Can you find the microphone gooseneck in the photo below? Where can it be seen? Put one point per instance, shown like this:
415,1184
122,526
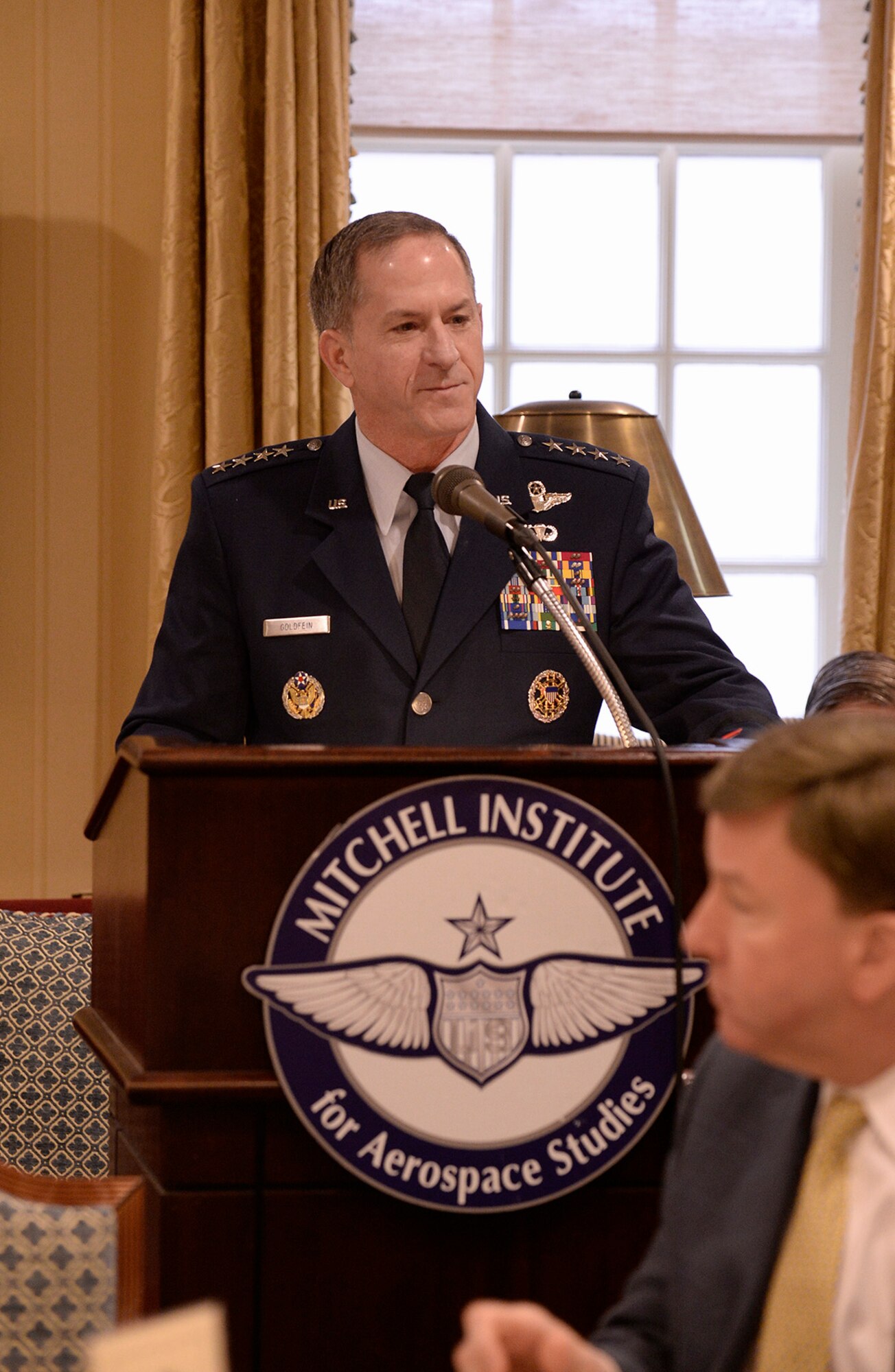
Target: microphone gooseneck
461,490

*****

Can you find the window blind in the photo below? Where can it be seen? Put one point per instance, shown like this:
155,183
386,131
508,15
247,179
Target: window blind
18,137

*****

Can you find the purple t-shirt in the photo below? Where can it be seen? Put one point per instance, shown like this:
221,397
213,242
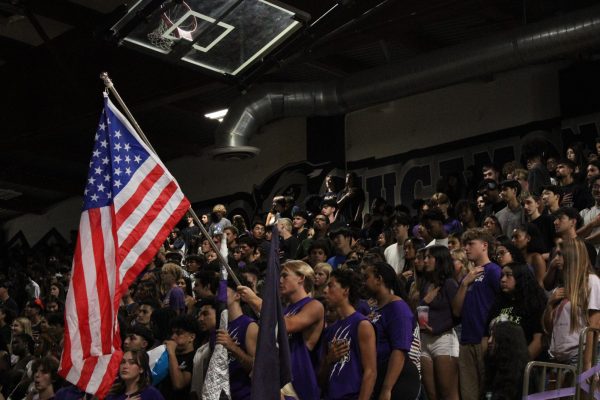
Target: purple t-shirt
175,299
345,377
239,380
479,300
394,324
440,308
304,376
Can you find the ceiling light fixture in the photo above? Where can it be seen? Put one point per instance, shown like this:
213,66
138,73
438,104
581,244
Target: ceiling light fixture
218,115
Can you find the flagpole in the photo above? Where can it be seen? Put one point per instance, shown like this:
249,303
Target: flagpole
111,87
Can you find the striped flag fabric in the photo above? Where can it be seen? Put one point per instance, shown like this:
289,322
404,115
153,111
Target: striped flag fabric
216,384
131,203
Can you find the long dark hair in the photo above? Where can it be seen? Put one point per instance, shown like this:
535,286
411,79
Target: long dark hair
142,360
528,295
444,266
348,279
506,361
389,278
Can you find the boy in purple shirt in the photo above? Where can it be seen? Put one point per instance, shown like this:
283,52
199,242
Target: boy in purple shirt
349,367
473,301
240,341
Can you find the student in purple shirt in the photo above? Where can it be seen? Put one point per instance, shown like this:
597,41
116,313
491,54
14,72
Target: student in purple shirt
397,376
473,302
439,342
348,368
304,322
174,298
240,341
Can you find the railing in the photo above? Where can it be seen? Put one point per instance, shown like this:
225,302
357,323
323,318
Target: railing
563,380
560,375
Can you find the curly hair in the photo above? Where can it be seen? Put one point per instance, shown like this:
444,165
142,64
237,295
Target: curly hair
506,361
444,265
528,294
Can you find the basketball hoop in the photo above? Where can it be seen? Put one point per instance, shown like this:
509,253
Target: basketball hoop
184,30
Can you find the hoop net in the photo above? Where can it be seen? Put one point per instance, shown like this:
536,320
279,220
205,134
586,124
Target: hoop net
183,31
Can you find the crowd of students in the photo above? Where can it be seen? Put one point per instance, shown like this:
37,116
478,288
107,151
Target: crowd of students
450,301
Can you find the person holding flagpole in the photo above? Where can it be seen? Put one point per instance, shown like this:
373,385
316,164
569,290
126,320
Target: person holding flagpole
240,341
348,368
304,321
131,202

*****

#### [ACTIVITY]
Go through the lines above and copy any that contain "below".

#### [RESPONSE]
Can you find the microphone gooseneck in the photo below? Where can it be seen? Put one point per instance, shown like this:
Can you find the window blind in the photo below? Where can it be seen? Put one point per instance, shown like this:
Can you find the purple t-shirt in the photo below? Where can it be seen? Put one point per instance, shown like this:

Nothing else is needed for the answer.